> _JOB_
Rewrite the listing, beginning at the line that contains "Where can the stroller" and stopping after the line that contains "point(332, 455)", replacing "yellow pole" with "metal pole" and leaving everything else unchanged.

╭──

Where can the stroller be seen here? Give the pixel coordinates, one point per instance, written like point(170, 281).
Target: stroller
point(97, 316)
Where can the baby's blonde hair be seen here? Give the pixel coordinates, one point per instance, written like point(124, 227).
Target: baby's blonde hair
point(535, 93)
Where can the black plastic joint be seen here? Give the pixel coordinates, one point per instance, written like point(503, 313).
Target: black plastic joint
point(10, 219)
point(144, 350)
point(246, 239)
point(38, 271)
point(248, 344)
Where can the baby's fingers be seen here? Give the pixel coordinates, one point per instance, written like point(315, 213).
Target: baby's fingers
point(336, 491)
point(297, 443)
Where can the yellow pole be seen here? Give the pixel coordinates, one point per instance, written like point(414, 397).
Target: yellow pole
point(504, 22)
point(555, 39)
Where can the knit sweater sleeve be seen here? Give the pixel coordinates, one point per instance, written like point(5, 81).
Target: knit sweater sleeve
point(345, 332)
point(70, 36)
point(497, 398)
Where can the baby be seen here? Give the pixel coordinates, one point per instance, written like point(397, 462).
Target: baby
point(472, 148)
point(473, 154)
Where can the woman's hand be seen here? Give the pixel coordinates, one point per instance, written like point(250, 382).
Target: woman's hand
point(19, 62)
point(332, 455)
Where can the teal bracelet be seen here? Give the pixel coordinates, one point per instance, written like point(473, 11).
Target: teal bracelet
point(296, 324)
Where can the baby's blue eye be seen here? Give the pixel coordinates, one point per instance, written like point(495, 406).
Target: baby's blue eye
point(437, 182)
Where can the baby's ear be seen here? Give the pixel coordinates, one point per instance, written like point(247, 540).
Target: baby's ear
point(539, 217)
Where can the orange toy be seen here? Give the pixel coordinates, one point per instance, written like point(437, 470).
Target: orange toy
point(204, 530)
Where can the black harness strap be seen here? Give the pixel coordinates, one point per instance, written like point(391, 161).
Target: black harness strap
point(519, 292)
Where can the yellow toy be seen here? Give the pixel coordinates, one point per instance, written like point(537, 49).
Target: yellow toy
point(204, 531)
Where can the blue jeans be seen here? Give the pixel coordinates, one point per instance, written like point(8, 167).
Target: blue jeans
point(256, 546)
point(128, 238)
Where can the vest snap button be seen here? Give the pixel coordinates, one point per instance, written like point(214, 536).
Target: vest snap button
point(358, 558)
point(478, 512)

╰──
╭──

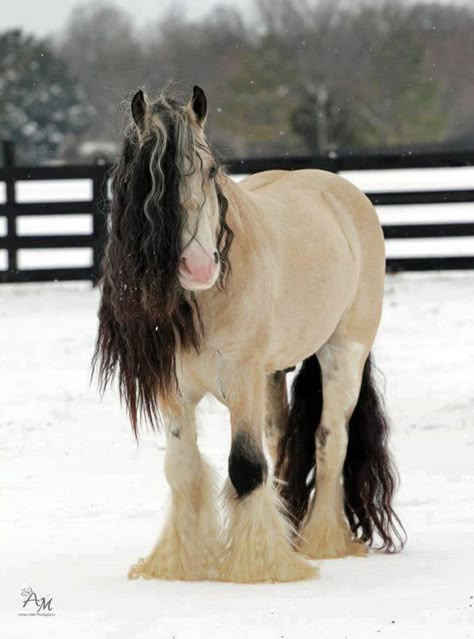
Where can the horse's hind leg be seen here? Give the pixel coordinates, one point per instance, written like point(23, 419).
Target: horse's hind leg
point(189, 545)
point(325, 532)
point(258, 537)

╰──
╭──

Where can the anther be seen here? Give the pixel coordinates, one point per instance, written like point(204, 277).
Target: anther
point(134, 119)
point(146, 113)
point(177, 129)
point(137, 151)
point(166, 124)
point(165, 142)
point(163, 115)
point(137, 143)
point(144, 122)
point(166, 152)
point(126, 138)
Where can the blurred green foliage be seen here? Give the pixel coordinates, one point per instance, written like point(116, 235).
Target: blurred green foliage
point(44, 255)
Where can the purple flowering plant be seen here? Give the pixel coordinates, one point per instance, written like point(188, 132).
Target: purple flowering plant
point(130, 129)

╰──

> _RESULT_
Where can the stroller be seen here? Give the pixel coordinates, one point per instance, written like point(170, 281).
Target: stroller
point(97, 316)
Where can the baby's blonde hair be seen here? Give the pixel coordinates, one point per instance, written like point(124, 227).
Target: baby's blonde hair
point(535, 93)
Where can the black plastic joint be seen here? Give the pixel coordinates, one point per instance, written like point(503, 313).
Target: black plastic joint
point(10, 219)
point(144, 350)
point(246, 239)
point(38, 271)
point(248, 344)
Where can the baby's fingers be seen here? Give the pixel coordinates, one point per instance, written like point(315, 213).
Target: baby's fingers
point(336, 491)
point(297, 443)
Where can the metal pole be seen here? Give the pixel coordinates, one point per instance, written like point(414, 397).
Target: metal pole
point(504, 22)
point(555, 39)
Where can the knit sweater sleeve be seen here? Give the pixel coordinates, one point per instance, written like point(5, 81).
Target: knit sweater sleeve
point(345, 332)
point(70, 36)
point(497, 398)
Where can the baby be seen here? Give the pixel coordinates, one point per instance, written like point(397, 462).
Target: baby
point(472, 148)
point(473, 154)
Where can the woman's hand be seen here? Give the pixel coordinates, one point per instance, written like point(250, 382).
Target: woman's hand
point(19, 62)
point(332, 455)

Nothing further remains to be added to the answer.